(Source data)
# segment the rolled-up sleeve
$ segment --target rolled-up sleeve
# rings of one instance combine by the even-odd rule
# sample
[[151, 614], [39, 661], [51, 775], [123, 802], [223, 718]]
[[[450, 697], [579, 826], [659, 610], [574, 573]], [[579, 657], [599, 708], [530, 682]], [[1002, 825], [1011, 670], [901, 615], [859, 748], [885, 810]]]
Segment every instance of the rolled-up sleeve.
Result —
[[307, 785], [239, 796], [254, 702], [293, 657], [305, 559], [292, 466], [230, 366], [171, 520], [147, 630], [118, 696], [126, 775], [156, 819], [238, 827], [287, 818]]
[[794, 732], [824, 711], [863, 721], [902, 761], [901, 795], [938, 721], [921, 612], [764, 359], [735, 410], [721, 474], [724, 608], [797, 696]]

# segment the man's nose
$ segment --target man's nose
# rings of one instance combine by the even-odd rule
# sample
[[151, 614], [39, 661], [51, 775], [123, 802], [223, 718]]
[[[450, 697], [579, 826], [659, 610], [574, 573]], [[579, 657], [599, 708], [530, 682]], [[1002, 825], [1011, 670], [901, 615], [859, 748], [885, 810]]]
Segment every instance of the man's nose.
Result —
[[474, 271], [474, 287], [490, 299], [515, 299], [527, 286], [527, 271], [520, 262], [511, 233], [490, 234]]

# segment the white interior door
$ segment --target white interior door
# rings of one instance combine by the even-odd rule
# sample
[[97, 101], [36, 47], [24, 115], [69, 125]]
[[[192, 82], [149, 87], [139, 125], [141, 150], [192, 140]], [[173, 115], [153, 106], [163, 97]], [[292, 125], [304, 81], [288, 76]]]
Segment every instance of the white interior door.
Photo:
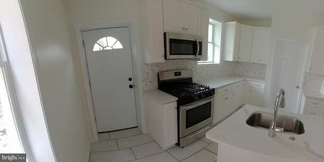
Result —
[[270, 103], [273, 100], [274, 103], [278, 91], [283, 88], [286, 92], [284, 109], [287, 111], [298, 113], [299, 111], [307, 47], [303, 42], [276, 40]]
[[83, 34], [98, 132], [137, 126], [128, 28]]

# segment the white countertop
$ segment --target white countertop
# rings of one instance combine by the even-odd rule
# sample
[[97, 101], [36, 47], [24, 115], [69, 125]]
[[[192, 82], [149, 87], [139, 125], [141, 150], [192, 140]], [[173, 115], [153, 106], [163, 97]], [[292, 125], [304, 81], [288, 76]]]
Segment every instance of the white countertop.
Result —
[[178, 100], [178, 98], [158, 89], [147, 90], [143, 93], [144, 95], [163, 105]]
[[240, 75], [233, 75], [225, 77], [218, 77], [207, 80], [197, 80], [194, 82], [209, 86], [215, 88], [215, 89], [225, 87], [230, 84], [241, 81], [248, 80], [250, 81], [264, 83], [264, 78]]
[[[273, 112], [271, 109], [246, 105], [208, 131], [206, 137], [219, 143], [221, 148], [221, 145], [230, 145], [247, 150], [246, 152], [292, 159], [292, 161], [324, 161], [324, 117], [279, 111], [278, 114], [293, 116], [302, 121], [305, 133], [291, 135], [277, 132], [275, 137], [269, 137], [268, 130], [246, 123], [255, 111]], [[290, 137], [296, 140], [290, 140]]]

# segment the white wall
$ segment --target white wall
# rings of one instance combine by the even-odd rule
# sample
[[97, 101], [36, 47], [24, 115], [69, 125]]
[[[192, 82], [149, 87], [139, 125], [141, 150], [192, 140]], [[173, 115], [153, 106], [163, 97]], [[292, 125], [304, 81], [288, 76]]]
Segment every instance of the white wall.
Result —
[[20, 138], [27, 141], [25, 146], [31, 151], [28, 152], [27, 148], [25, 151], [29, 160], [55, 161], [18, 1], [0, 1], [0, 24], [15, 87], [16, 105], [20, 110], [23, 132], [25, 133], [25, 137]]
[[57, 160], [85, 161], [89, 157], [91, 133], [89, 116], [84, 114], [84, 88], [78, 60], [73, 58], [63, 1], [21, 3]]
[[[274, 57], [274, 41], [277, 38], [311, 42], [312, 30], [315, 25], [324, 25], [324, 19], [301, 11], [278, 11], [273, 13], [271, 28], [269, 59], [267, 65], [263, 104], [264, 107], [272, 108], [275, 94], [269, 94], [270, 89], [271, 71]], [[309, 55], [309, 53], [307, 54]], [[302, 88], [302, 87], [301, 87]], [[267, 102], [268, 99], [268, 102]]]

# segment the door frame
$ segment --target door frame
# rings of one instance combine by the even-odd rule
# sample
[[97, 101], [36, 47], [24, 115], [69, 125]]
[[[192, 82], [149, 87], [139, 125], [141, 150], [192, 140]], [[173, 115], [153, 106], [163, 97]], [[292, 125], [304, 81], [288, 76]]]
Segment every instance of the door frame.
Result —
[[[271, 64], [271, 72], [270, 72], [270, 83], [269, 84], [269, 89], [268, 89], [268, 96], [267, 97], [267, 99], [268, 102], [268, 104], [267, 104], [267, 108], [271, 108], [271, 109], [273, 109], [274, 106], [274, 102], [272, 102], [272, 101], [274, 101], [275, 100], [275, 94], [276, 93], [276, 92], [274, 92], [273, 90], [271, 91], [271, 89], [270, 88], [270, 87], [273, 87], [273, 85], [274, 85], [274, 78], [273, 78], [273, 72], [274, 72], [274, 64], [275, 63], [275, 59], [277, 57], [277, 54], [276, 54], [275, 53], [275, 48], [276, 48], [276, 44], [279, 41], [282, 41], [282, 42], [292, 42], [292, 43], [300, 43], [301, 44], [303, 44], [303, 45], [305, 46], [305, 55], [304, 56], [304, 62], [303, 65], [303, 68], [302, 68], [302, 70], [303, 71], [302, 72], [302, 76], [301, 76], [301, 79], [300, 80], [300, 93], [299, 94], [299, 95], [298, 96], [298, 102], [297, 104], [297, 109], [296, 110], [296, 111], [295, 111], [296, 112], [295, 112], [296, 113], [298, 113], [300, 112], [300, 105], [301, 105], [301, 99], [302, 99], [302, 91], [303, 91], [303, 89], [304, 88], [304, 81], [305, 79], [305, 74], [306, 73], [306, 68], [307, 68], [307, 63], [308, 62], [308, 59], [309, 59], [309, 52], [310, 52], [310, 43], [309, 42], [305, 42], [305, 41], [302, 41], [302, 40], [296, 40], [296, 39], [288, 39], [288, 38], [278, 38], [276, 37], [274, 39], [274, 43], [273, 44], [273, 57], [272, 57], [272, 62]], [[265, 94], [265, 92], [263, 92], [264, 93], [264, 94]], [[270, 101], [270, 102], [269, 102]]]
[[91, 95], [91, 89], [89, 81], [90, 78], [86, 59], [86, 52], [83, 46], [82, 32], [90, 30], [117, 27], [128, 27], [129, 29], [138, 127], [142, 133], [148, 133], [146, 129], [147, 127], [145, 119], [143, 85], [142, 84], [142, 61], [140, 53], [140, 39], [137, 19], [135, 18], [112, 19], [86, 22], [74, 24], [74, 29], [94, 142], [98, 142], [99, 139]]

- [Prompt] Output everything from the line containing "# segment the white interior door" down to the line containing "[[83, 34], [98, 132], [137, 126], [128, 28]]", both included, as a numbered list with blank lines dropped. Leave the picture out.

- [Answer to this exercise]
1. # segment the white interior door
2. $ segment --target white interior door
3. # rings of one instance combine by the even-odd rule
4. # sample
5. [[97, 101], [36, 47], [24, 115], [69, 125]]
6. [[[192, 82], [149, 87], [139, 125], [141, 150], [192, 140]], [[173, 115], [153, 106], [163, 97]], [[292, 125], [304, 81], [288, 76]]]
7. Segment every instance of the white interior door.
8. Photo:
9. Result —
10. [[270, 103], [273, 100], [274, 103], [278, 91], [283, 88], [286, 92], [284, 109], [287, 111], [298, 113], [299, 111], [307, 47], [303, 42], [276, 40]]
11. [[83, 34], [98, 132], [137, 126], [128, 28]]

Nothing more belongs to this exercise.